TASK INSTRUCTIONS ▸
For this exercise, repeat each entry exactly as written.

DATA TO EXAMINE ▸
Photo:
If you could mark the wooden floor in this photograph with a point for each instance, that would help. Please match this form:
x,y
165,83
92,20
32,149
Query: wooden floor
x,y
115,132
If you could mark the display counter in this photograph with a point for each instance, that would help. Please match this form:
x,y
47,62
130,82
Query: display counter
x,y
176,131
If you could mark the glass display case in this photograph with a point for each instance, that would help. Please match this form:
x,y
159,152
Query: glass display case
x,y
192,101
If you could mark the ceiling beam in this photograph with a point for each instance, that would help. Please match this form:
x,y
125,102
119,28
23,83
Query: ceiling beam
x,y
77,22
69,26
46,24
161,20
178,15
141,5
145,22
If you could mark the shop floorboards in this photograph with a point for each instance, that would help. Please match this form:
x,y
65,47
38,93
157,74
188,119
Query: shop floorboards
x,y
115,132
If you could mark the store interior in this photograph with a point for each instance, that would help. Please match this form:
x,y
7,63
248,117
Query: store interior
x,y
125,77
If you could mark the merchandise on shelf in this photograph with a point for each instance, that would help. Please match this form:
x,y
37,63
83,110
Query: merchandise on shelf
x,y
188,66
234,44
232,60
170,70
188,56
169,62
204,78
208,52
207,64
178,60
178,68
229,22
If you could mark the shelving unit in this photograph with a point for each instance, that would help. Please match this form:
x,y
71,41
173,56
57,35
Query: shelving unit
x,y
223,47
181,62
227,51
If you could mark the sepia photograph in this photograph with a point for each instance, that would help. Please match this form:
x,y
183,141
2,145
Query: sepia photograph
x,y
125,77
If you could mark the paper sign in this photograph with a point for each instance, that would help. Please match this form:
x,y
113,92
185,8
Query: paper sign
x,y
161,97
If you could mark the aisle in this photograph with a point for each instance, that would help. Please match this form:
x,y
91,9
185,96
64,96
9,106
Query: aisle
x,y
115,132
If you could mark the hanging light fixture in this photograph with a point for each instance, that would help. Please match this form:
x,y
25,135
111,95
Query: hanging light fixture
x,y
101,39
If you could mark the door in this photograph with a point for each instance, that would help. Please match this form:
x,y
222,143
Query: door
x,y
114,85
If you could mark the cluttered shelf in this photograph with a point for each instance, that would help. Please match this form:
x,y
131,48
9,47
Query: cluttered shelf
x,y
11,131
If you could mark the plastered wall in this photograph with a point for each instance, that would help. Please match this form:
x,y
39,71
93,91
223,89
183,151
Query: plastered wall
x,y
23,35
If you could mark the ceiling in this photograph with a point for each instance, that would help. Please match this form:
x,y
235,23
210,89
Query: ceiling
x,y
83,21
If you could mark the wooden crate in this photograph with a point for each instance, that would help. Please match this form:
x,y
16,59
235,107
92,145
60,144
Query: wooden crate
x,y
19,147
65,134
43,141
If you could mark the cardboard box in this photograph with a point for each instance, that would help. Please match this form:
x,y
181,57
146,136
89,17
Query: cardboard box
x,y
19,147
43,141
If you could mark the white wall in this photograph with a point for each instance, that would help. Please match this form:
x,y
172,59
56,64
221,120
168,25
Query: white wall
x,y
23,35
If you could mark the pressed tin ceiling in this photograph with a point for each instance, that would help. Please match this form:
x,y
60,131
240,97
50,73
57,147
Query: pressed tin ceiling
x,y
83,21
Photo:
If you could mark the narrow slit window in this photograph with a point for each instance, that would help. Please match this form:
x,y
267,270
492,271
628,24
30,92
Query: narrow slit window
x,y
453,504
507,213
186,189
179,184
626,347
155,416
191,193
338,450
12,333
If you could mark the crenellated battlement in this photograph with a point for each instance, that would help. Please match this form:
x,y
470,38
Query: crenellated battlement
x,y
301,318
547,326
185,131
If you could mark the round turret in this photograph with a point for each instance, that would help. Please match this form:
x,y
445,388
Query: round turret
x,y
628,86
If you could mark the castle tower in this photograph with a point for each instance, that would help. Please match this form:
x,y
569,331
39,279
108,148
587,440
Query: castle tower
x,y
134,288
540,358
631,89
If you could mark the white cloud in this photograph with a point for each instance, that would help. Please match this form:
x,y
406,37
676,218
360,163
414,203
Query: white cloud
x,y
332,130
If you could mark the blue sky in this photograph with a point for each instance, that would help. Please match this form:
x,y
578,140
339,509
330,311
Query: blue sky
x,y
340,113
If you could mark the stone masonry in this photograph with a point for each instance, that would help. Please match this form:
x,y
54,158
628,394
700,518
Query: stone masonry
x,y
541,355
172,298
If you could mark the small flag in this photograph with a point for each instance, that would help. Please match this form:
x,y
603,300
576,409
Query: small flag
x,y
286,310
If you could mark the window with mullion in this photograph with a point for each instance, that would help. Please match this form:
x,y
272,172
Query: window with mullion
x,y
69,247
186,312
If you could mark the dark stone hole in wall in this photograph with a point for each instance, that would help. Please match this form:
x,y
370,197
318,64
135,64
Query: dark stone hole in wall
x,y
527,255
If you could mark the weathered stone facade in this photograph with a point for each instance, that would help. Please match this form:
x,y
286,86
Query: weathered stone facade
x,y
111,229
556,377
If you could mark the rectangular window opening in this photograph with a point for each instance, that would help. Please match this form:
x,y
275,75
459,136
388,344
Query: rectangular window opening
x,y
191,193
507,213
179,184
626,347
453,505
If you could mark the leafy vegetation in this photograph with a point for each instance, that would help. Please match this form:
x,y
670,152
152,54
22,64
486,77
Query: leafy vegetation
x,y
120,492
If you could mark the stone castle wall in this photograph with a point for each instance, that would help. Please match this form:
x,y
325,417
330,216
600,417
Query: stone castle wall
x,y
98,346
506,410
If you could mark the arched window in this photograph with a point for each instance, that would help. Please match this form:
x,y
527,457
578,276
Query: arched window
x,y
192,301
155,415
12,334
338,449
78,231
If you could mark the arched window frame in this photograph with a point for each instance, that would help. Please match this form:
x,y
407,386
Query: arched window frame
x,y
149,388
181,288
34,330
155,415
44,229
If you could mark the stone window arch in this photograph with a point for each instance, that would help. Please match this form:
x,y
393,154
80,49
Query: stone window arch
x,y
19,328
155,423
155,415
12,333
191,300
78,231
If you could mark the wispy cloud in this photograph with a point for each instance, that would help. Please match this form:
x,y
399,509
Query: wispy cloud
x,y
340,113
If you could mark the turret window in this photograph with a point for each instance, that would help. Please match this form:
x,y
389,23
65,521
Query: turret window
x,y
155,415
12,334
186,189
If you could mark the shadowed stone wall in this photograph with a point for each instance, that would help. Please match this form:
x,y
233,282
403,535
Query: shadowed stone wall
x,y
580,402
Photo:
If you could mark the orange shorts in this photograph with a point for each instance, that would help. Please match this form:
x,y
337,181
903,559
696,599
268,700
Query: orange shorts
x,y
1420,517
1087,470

ANSWER TO THIS TASK ▸
Photo:
If you could mark the wooden floor in this photograph with a point for each instance, that would help. Please match this form:
x,y
165,83
92,20
32,149
Query: wooden floor
x,y
115,132
If you could mark the display counter in this photograph with a point for each instance, that would help. Please match this form:
x,y
47,62
130,82
Query: display counter
x,y
176,131
If you could mark the glass display case in this photograph with a point for each instance, that would help. Please match this form:
x,y
159,152
Query: glass display case
x,y
192,101
If you could mark the ceiling beam in this photograph with a point for each instance, that would help. Please match this form:
x,y
125,102
119,28
23,83
Query: ceiling beam
x,y
77,22
69,26
46,24
161,20
178,15
141,5
145,22
If you could mark the shop floorboards in this photograph with a point for each instance, that would help. Please match this form:
x,y
65,47
38,93
157,74
188,119
Query: shop floorboards
x,y
115,132
If you could mark the store interior in this photograph with a point for each instance, that would help. Please match this form:
x,y
7,63
248,117
Query: store interior
x,y
125,77
If you could mark the merchandise on shelf in this photograph with a point for each instance, that would help. Please match this form:
x,y
37,63
83,110
Query: merchandise on shelf
x,y
188,66
234,44
232,60
170,70
188,56
169,62
204,78
208,52
207,64
178,60
178,68
229,22
If you could mark the shelving unit in this photograph with a point for each instance, that would help. Please match this form:
x,y
71,41
173,56
57,35
Query: shelving unit
x,y
223,47
181,62
227,51
If you could mark the sepia photograph in this photograph with a point for each instance, that would help. Please match this form:
x,y
183,141
2,145
Query: sepia photograph
x,y
125,77
If you could mark the paper sign in this photograph with a point for each instance, that would help. Please match this form:
x,y
113,92
185,8
Query: paper sign
x,y
161,97
If you could mark the aisle in this photograph with a point for each instance, that would help. Please match this form:
x,y
91,9
185,96
64,96
9,106
Query: aisle
x,y
115,132
If you could mark the hanging light fixture in this photograph with a point for each instance, that would help. Please match this form:
x,y
25,135
111,95
Query: hanging light fixture
x,y
101,39
If you could mark the door in this photograph with a point for each instance, that would help. Please match this form:
x,y
222,143
Query: door
x,y
114,85
If you could mark the cluttered shelf in this photograph with a point for each instance, that would help. Please match this form:
x,y
131,48
9,47
Query: cluttered shelf
x,y
11,131
If you could mark the plastered wall in this photograph with a point for each instance, that would help. Please match this form:
x,y
39,71
93,91
223,89
183,151
Query: plastered wall
x,y
23,35
If you could mark the ceiling in this photograph with a point for each instance, that would help. Please match this form:
x,y
235,23
210,89
Query: ceiling
x,y
83,21
If you could mark the wooden crate in this photograph with a point for each instance, that would help. Please match this form:
x,y
16,59
235,107
92,145
60,144
Query: wooden crate
x,y
19,147
65,134
43,141
If you could mark the cardboard box in this photograph with a point for each instance, that would help. Please match this form:
x,y
181,57
146,136
89,17
Query: cardboard box
x,y
19,147
43,141
If you could mark the white wall in this photograph with a point for each instance, that would help. Please match this form:
x,y
172,59
56,64
221,120
168,25
Query: white wall
x,y
23,35
If you could mark the pressed tin ceiling in this photograph with a point for each instance, that would help. Please match this form:
x,y
60,131
240,97
50,73
57,147
Query: pressed tin ceiling
x,y
83,21
Photo:
If you could mark the narrow slit window in this photograph with a point for each instance, that would help. Please match this form:
x,y
267,270
492,271
628,24
30,92
Query: narrow slit window
x,y
453,504
507,213
186,189
179,184
626,347
155,416
191,193
338,450
12,333
If you could mark the crenellated battlement in this photograph with a point for each instance, that would help. Please match this form:
x,y
470,38
Query: crenellated battlement
x,y
301,318
547,326
185,131
If you could mark the round turret in this photograph with a point for each instance, that would help. Please match this form:
x,y
445,388
Query: round turret
x,y
628,86
If you could mark the castle tower in this photograph with a point for each instance, that would help. Please match this form:
x,y
569,331
39,279
108,148
587,440
Query: castle tower
x,y
134,288
540,358
631,89
If you could mark the white cloud in this photograph with a point for each instance, that would help. Please match this form:
x,y
406,37
676,218
360,163
414,203
Query: white cloud
x,y
332,130
If you could mark the blue sky in this photograph with a point for each instance, that would help. Please match this form:
x,y
578,140
339,509
330,311
Query: blue sky
x,y
340,113
If you could mark the stone masonry in this photograph with a point for each instance, that would help. Please match this form:
x,y
54,158
628,394
700,518
Query: stone masonry
x,y
541,355
172,298
If you could mark the small flag in this photograph with a point for each instance, that would help. Please match this form:
x,y
603,300
576,409
Query: small flag
x,y
286,310
If you could mark the window with mullion in this photograph with a point for each instance, that would help. Please match this form:
x,y
272,172
Query: window with mullion
x,y
69,247
186,312
If you could mark the dark stone hole in wall in this photograph with a point for each instance, that would help. Please match this form:
x,y
370,197
318,64
135,64
Query: dark stone hole in wall
x,y
527,255
If you could mark the weathered stone facade in this photograph with a point for each instance, that would help. Please match this form:
x,y
286,86
Query: weathered stone facade
x,y
111,229
556,377
If you could mark the rectangular window opening in this photograph with a point for each instance, that would help. Please match this form:
x,y
275,75
459,136
388,344
Query: rectangular window opening
x,y
191,193
507,213
179,184
626,347
453,505
If you could mark the leafy vegetation in this photograph with a point for each instance, that would help. Please match this form:
x,y
670,152
152,54
22,64
486,77
Query: leafy vegetation
x,y
120,492
If you could mark the stone castle wall in this photograph with a point for each instance, that would help. Please match this form:
x,y
325,417
330,216
600,417
Query: stone castle wall
x,y
98,346
506,410
If you could mark the arched window in this photograph with a point for each instance, that would help. Please match this form:
x,y
527,457
578,276
Query: arched window
x,y
192,301
155,415
12,334
338,449
78,231
If you could mark the arched window frame in this photograph with a point for each instance, that would help. Please match this form:
x,y
407,386
Query: arched window frame
x,y
149,388
181,288
34,330
155,415
44,229
If you could mark the stone window arch in this photograph with a point for each instance, that would help. Please match this form:
x,y
393,154
80,49
Query: stone window arch
x,y
19,328
155,423
155,415
12,333
191,300
78,231
If you could mark the wispy cloud in this photograph with a point for each instance, that would help. Please match this form:
x,y
399,509
Query: wispy cloud
x,y
340,113
If you could mark the turret window in this photograph with a point for each instance, that would help. Please match this form:
x,y
389,23
65,521
Query: turret window
x,y
155,415
12,334
186,189
If you could mark the shadowed stone wall in this photograph with a point for each instance, that would help. Please match this form:
x,y
233,282
403,535
Query: shadowed stone wall
x,y
580,402
Photo:
If you could mark the orange shorts in this photograph with a point for each instance, that would help. Please match this form:
x,y
337,181
903,559
696,599
268,700
Query: orange shorts
x,y
1420,517
1087,470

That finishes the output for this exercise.